### BLOC DE TEXTE
★ ★ ★ ★ ★ ★ ★

Il fixe ainsi les façades et les enseignes de la rue Saint-André des Arts, ses panneaux pour le traitement de maladies des oreilles, les chemins de fer de l’état ou son grand choix de pianos. Il s’attache aussi aux détails, comme aux ferronneries des grilles, aux escaliers et aux fontaines, au puits (comme celui du 4 rue de l’Essai dans le 6ème) et aux ouvrages médiévaux. Il consacre aussi toute une série aux cours pittoresques et disparues. Il nous livre alors des endroits aujourd’hui disparus : comme au 29 de la rue de Broca, ou au 7 rue de Valence qui date du 17ème siècle. Sur son cliché on y voit une voiture à cheval, dite hippomobile.

★ ★ ★ ★ ★ ★ ★

### TÂCHE 1
Recopiez le passage du bloc de texte en commençant à « Il fixe ainsi » et en terminant à « cheval, dite hippomobile. ».
### TÂCHE 2
Pour chaque affirmation, dites par oui ou non si elle concorde avec le bloc de texte, puis citez mot pour mot les passages qui le montrent. (a) Le bloc de texte mentionne un puits au 4 rue de l'Essai. (b) L'endroit du 7 rue de Valence date du 18e siècle. (c) Les façades et les enseignes de la rue Saint-André des Arts font partie de ce qui est fixé.

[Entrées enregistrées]
★ ★ ★ ★ ★ ★ ★

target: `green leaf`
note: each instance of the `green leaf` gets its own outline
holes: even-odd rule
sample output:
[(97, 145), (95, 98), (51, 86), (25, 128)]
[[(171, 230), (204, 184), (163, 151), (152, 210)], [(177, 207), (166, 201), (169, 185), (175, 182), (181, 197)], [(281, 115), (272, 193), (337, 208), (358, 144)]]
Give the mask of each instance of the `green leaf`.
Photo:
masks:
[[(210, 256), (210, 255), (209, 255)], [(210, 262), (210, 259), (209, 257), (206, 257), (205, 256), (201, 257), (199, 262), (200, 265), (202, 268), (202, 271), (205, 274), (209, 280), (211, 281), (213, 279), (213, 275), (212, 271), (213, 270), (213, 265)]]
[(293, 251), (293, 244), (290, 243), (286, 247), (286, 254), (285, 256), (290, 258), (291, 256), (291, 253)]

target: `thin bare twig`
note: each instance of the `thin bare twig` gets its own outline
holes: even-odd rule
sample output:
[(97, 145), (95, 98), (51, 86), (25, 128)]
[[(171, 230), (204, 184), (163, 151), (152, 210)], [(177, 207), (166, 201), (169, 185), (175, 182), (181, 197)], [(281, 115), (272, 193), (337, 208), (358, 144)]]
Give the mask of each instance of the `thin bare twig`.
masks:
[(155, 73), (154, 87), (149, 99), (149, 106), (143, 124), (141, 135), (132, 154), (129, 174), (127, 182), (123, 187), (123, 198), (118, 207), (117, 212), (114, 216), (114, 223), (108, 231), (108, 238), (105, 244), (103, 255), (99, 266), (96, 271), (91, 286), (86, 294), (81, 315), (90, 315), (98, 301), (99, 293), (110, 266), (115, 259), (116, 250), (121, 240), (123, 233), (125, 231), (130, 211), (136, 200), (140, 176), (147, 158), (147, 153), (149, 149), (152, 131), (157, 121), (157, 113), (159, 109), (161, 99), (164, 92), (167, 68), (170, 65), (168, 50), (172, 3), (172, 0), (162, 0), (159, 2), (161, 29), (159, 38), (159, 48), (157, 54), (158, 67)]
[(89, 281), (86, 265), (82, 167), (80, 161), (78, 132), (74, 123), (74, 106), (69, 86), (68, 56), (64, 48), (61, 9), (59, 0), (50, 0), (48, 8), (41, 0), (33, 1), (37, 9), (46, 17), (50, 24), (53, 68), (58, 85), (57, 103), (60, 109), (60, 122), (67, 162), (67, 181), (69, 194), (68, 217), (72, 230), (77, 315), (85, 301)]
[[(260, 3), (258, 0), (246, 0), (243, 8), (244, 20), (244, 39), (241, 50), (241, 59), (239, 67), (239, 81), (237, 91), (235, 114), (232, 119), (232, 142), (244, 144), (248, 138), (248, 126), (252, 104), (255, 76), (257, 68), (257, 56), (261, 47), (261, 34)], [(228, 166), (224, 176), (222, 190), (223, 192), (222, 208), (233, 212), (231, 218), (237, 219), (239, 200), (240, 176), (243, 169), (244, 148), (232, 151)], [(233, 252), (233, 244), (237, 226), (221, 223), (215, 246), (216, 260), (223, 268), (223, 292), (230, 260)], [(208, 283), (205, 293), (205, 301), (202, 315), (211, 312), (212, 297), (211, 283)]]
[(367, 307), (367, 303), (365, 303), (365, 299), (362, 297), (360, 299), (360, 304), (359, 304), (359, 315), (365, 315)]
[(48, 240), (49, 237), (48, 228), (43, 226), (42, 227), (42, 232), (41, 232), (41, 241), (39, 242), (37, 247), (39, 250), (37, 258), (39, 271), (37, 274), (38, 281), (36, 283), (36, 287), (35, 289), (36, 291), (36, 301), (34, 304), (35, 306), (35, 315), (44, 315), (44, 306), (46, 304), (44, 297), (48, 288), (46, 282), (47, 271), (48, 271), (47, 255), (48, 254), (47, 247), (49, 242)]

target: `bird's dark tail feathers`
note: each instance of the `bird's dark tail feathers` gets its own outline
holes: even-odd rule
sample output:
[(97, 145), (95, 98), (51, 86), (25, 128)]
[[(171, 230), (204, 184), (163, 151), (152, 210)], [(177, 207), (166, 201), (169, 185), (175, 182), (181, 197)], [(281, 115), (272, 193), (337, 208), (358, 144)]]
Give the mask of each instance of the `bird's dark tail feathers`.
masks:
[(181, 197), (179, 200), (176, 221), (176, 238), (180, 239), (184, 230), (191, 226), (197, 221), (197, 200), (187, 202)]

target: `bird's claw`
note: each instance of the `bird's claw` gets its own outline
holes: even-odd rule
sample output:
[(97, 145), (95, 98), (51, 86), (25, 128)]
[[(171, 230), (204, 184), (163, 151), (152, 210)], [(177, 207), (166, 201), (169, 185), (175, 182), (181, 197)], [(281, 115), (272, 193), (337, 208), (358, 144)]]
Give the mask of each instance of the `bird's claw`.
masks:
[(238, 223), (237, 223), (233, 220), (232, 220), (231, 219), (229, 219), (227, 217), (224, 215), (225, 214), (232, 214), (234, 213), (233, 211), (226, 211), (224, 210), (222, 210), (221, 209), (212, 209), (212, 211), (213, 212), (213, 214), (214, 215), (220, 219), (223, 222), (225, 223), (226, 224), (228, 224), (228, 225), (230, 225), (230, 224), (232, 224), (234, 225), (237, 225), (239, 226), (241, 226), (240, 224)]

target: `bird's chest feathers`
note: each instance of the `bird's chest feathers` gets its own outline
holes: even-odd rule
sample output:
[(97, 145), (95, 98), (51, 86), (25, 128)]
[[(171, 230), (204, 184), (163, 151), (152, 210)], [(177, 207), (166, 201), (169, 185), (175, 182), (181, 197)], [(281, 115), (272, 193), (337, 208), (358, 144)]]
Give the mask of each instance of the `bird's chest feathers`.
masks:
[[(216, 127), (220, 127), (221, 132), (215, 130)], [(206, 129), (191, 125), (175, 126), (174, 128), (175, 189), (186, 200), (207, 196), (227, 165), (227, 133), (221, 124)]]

★ ★ ★ ★ ★ ★ ★

### RÉSULTAT 1
Il fixe ainsi les façades et les enseignes de la rue Saint-André des Arts, ses panneaux pour le traitement de maladies des oreilles, les chemins de fer de l’état ou son grand choix de pianos. Il s’attache aussi aux détails, comme aux ferronneries des grilles, aux escaliers et aux fontaines, au puits (comme celui du 4 rue de l’Essai dans le 6ème) et aux ouvrages médiévaux. Il consacre aussi toute une série aux cours pittoresques et disparues. Il nous livre alors des endroits aujourd’hui disparus : comme au 29 de la rue de Broca, ou au 7 rue de Valence qui date du 17ème siècle. Sur son cliché on y voit une voiture à cheval, dite hippomobile.

### RÉSULTAT 2
(a) Oui : « au puits (comme celui du 4 rue de l’Essai dans le 6ème) ».
(b) Non : « au 7 rue de Valence qui date du 17ème siècle ».
(c) Oui : « Il fixe ainsi les façades et les enseignes de la rue Saint-André des Arts ».